Set exercise 1 —
Which lines of the listing contain the word "bird"? Extract each of them, treating uppercase and lowercase as different.
**** Supplied passage
Lecture 18

Wednesday, November 8th, 2017

Databases with `SQlite`

`SQLite` Exercises

Today you will work with the candidates and contributors datasets to create a database in Python using SQLite.

The exercises will consist of a sequence of steps to help illustrate basic commands.

Exercise Deliverables

Create a Jupyter notebook called Exercises-Final.ipynb inside the L18 directory. This is the one we will grade.
For each step in this lecture, there were instructions labeled "Do the following:". Put all the code from those instructions in a single Jupyter notebook cell. It should look like a Python script. You must comment where appropriate to demonstrate that you understand what you are doing.
Save and close your database. Be sure to upload your database with the lecture exercises. You must name your database L18DB.sqlite.

Setting the Stage

Step 1

Interlude: Not required but highly recommended.

Setting the Stage

You should import sqlite3 again like last time.



In [1]:

    
import sqlite3

We will also use a basic a pandas feature to display tables in the database. Although this lecture isn't on pandas, I will still have you use it a little bit.



In [2]:

    
import pandas as pd
pd.set_option('display.width', 500)
pd.set_option('display.max_columns', 100)
pd.set_option('display.notebook_repr_html', True)

Now we create the tables in the database (just like last time).



In [3]:

    
db = sqlite3.connect('L18DB_demo.sqlite')
cursor = db.cursor()
cursor.execute("DROP TABLE IF EXISTS candidates")
cursor.execute("DROP TABLE IF EXISTS contributors")
cursor.execute("PRAGMA foreign_keys=1")

cursor.execute('''CREATE TABLE candidates (
               id INTEGER PRIMARY KEY NOT NULL, 
               first_name TEXT, 
               last_name TEXT, 
               middle_init TEXT, 
               party TEXT NOT NULL)''')

db.commit() # Commit changes to the database

cursor.execute('''CREATE TABLE contributors (
          id INTEGER PRIMARY KEY AUTOINCREMENT NOT NULL, 
          last_name TEXT, 
          first_name TEXT, 
          middle_name TEXT, 
          street_1 TEXT, 
          street_2 TEXT, 
          city TEXT, 
          state TEXT, 
          zip TEXT, 
          amount REAL, 
          date DATETIME, 
          candidate_id INTEGER NOT NULL, 
          FOREIGN KEY(candidate_id) REFERENCES candidates(id))''')

db.commit()

Step 1

Read candidates.txt and contributors.txt and insert their values into the respective tables.



In [4]:

    
with open ("candidates.txt") as candidates:
    next(candidates) # jump over the header
    for line in candidates.readlines():
        cid, first_name, last_name, middle_name, party = line.strip().split('|')
********
**** Input records
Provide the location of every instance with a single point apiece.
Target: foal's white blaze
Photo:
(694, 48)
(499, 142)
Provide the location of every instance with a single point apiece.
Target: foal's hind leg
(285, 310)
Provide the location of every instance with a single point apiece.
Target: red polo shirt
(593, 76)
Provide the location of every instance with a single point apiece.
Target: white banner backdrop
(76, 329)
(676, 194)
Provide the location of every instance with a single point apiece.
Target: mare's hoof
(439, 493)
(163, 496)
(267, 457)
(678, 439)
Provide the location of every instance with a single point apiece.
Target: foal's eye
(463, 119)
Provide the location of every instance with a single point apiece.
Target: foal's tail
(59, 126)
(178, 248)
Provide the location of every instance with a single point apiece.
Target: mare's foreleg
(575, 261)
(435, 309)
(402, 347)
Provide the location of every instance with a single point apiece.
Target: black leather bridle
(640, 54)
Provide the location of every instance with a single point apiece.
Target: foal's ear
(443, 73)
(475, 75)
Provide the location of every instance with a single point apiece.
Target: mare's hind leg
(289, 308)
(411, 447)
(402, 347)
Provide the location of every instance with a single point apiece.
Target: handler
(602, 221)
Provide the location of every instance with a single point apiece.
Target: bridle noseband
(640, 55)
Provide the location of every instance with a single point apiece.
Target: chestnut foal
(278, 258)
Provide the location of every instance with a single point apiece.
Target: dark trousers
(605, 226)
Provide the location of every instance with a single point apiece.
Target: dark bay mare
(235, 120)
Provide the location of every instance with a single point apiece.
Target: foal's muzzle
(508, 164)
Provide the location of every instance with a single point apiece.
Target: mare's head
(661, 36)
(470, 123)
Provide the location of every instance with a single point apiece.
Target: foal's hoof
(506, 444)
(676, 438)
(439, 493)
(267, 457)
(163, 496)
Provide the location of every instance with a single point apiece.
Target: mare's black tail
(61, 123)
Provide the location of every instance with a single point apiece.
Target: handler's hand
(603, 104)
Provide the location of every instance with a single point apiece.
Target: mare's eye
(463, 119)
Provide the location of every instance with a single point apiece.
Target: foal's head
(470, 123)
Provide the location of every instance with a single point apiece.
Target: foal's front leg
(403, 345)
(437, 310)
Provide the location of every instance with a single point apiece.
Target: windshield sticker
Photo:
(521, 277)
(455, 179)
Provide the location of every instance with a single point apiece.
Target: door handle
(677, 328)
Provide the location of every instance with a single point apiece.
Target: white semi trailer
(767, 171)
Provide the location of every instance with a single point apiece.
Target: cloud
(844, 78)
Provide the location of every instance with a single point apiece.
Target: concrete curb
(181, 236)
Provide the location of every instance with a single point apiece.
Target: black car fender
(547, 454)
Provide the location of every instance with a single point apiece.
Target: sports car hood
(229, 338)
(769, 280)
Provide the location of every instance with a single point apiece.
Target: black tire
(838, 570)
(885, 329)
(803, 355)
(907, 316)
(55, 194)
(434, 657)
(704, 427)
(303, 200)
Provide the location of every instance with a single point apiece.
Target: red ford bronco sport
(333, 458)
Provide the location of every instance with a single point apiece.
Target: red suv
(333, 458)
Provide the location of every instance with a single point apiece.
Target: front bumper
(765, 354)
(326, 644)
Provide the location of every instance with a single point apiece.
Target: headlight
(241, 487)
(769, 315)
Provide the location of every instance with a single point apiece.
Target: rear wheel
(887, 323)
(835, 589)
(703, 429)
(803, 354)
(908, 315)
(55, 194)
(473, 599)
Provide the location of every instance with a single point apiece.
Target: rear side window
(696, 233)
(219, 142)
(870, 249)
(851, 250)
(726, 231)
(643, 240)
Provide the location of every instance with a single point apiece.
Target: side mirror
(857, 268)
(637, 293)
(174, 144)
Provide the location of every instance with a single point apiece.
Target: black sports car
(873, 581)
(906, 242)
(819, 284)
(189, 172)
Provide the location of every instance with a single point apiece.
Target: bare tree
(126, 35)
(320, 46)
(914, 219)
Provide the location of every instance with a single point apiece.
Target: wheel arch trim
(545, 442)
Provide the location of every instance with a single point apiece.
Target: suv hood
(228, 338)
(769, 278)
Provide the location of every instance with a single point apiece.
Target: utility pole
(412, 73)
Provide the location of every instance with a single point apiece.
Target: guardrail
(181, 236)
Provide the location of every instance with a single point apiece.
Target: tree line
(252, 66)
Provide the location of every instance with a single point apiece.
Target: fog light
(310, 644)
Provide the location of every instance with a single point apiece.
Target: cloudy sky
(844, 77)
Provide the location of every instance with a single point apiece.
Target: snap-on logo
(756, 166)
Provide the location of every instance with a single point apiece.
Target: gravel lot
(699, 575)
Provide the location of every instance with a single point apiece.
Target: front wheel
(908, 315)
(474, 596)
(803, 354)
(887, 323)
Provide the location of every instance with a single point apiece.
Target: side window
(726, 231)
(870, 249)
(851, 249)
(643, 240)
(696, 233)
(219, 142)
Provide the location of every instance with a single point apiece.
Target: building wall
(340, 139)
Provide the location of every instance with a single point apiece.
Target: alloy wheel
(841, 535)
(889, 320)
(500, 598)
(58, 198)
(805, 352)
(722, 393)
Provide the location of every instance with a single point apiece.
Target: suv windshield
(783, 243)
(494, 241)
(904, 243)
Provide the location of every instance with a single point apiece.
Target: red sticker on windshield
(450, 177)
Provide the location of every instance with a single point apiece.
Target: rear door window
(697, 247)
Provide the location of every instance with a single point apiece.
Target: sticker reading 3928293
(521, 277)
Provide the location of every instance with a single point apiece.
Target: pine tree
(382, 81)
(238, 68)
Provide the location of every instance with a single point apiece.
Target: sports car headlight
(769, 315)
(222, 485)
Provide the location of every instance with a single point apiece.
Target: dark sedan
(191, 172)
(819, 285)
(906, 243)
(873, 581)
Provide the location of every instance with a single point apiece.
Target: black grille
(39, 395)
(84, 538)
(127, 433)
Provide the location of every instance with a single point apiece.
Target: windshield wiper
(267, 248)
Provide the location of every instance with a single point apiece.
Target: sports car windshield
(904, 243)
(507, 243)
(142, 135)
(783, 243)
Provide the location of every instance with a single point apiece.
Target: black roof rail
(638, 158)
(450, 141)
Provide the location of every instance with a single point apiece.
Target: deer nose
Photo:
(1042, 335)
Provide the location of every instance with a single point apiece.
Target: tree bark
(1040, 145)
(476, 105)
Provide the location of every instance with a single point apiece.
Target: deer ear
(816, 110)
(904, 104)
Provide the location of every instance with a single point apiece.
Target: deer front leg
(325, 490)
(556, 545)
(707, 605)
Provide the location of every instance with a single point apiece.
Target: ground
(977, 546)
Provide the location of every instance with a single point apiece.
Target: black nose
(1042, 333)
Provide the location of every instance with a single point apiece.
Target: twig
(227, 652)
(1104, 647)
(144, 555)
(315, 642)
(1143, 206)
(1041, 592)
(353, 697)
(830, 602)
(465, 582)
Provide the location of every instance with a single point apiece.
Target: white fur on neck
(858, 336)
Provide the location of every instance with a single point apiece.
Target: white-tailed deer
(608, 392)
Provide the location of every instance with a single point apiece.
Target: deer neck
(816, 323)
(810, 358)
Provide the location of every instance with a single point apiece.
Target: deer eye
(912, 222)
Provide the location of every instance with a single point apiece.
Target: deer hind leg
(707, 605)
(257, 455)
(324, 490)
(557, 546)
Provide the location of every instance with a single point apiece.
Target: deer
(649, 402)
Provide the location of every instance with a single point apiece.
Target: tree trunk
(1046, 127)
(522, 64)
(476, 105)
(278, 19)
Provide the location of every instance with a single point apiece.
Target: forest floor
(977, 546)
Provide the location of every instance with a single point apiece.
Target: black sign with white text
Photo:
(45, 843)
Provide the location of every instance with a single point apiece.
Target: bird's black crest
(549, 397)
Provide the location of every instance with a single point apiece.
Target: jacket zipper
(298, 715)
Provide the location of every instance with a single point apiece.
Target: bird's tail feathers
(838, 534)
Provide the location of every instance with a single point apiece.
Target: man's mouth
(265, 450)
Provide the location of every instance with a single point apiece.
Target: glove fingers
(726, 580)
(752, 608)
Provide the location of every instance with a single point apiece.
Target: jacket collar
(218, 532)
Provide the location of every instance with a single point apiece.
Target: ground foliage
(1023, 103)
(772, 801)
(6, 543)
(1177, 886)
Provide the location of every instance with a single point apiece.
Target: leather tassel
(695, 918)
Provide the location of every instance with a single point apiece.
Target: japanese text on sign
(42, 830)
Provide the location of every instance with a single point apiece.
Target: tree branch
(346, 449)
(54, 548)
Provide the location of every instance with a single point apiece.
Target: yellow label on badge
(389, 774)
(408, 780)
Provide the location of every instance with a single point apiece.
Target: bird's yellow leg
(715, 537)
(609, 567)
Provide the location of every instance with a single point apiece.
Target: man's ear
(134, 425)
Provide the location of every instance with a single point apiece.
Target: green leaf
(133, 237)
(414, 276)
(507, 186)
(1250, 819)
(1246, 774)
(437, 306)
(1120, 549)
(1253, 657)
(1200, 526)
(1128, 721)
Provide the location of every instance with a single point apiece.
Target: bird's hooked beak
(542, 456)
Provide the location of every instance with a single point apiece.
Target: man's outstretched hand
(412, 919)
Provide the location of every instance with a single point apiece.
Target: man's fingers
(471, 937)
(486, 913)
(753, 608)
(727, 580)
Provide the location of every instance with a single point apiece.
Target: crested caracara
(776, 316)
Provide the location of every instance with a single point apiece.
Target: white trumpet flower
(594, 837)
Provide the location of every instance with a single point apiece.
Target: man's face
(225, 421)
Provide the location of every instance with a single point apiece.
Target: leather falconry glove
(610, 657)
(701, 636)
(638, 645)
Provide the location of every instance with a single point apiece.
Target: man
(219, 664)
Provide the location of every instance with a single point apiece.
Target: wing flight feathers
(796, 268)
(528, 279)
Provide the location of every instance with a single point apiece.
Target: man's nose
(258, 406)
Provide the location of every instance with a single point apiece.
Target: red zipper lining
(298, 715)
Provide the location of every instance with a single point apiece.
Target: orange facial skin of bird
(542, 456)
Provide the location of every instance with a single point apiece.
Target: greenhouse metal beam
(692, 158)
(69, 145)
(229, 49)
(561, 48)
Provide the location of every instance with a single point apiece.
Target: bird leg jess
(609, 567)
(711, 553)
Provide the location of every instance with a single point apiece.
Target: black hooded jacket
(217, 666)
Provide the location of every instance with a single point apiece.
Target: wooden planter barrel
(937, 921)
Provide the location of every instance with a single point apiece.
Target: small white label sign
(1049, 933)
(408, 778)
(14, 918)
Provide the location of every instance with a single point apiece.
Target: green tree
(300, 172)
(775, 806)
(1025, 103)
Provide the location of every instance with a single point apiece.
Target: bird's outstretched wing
********
Set exercise 2 —
Could you repeat the SQLite lecture notes word for word, from "pd.set_option('display.notebook_repr_html', True)" to "db = sqlite3.connect('L18DB_demo.sqlite')"?

Worked answer 1 —
Target: bird's black crest
Target: bird's tail feathers
Target: bird's yellow leg
Target: bird's hooked beak
Target: orange facial skin of bird
Target: bird leg jess
Target: bird's outstretched wing

Worked answer 2 —
pd.set_option('display.notebook_repr_html', True)

Now we create the tables in the database (just like last time).



In [3]:

    
db = sqlite3.connect('L18DB_demo.sqlite')